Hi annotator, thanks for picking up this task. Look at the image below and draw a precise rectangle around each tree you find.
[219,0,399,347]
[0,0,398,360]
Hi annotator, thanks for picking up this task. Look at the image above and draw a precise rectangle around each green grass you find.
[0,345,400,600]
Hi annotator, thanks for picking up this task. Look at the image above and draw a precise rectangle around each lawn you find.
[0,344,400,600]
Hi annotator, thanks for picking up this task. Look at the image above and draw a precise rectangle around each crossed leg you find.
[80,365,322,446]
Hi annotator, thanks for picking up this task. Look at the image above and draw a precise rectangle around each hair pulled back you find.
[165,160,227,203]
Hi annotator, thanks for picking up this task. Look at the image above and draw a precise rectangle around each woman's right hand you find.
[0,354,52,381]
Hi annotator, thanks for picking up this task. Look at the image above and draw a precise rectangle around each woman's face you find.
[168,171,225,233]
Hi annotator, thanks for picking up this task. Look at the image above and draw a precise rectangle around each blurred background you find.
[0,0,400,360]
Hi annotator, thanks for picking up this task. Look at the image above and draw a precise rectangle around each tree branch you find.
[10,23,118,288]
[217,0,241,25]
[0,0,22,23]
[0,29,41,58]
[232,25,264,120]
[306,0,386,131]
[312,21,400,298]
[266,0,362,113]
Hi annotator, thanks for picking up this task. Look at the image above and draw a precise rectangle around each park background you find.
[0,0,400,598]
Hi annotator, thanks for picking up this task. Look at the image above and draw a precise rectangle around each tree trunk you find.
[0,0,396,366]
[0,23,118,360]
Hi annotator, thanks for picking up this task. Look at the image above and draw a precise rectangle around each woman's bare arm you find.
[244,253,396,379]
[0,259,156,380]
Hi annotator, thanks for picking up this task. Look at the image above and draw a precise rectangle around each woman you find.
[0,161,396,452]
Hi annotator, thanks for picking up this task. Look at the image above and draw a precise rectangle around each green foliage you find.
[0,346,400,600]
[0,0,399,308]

----------

* DESCRIPTION OF THE TASK:
Copy out all of the material above word for word, keeping each line in its original order.

* WRITTEN RESPONSE:
Hi annotator, thanks for picking up this task. Look at the image below and draw a precise rectangle around each tree you find.
[219,0,399,347]
[0,0,398,360]
Hi annotator, thanks for picking up this task. Look at the image above and draw a precise rectangle around each green grass you find.
[0,345,400,600]
Hi annotator, thanks for picking up this task. Look at the image above and draw a precise rectangle around each lawn you find.
[0,344,400,600]
Hi annotator, thanks for picking up this task. Look at the image above and draw a precise rectangle around each crossed leg you find.
[80,365,322,446]
Hi annotator, thanks for picking up this task. Look at the image above and draw a precise rectangle around each hair pulled back you find.
[165,160,227,203]
Hi annotator, thanks for picking up this task. Look at the image above and draw a precise rectangle around each woman's right hand you find.
[0,354,52,381]
Hi annotator, thanks for picking up this task. Look at the image above and draw a precise rectangle around each woman's face you find.
[168,171,225,233]
Hi annotator, thanks for picking up this task. Look at the image above and draw a precise rectangle around each blurred background you find.
[0,0,400,360]
Hi annotator, thanks for picking up this task. Look at the image above and draw a precise rectangle around each tree branch you find.
[10,23,118,288]
[217,0,241,25]
[0,0,22,23]
[0,29,41,58]
[232,25,264,120]
[306,0,386,131]
[312,21,400,298]
[266,0,362,113]
Hi annotator, thanks for picking up this task. Look at the image above and draw a precise rectangle around each park background you find.
[0,0,400,598]
Hi annotator, thanks for picking up this task. Look at the image above and draw a precise rectangle around each tree trunk you find.
[0,0,396,366]
[0,23,118,360]
Hi annotator, thanks for picking up this task. Look at the image above and draw a precise rectangle around each woman's bare arm you find.
[244,253,396,379]
[0,259,156,380]
Hi annotator, thanks for picking up this task. Look at the image above and draw a precise rectangle around each woman you find.
[0,161,396,452]
Hi annotator, thanks for picking up this task. Look at the image above and draw a precise rectangle around each green foliage you find.
[0,346,400,600]
[0,0,399,308]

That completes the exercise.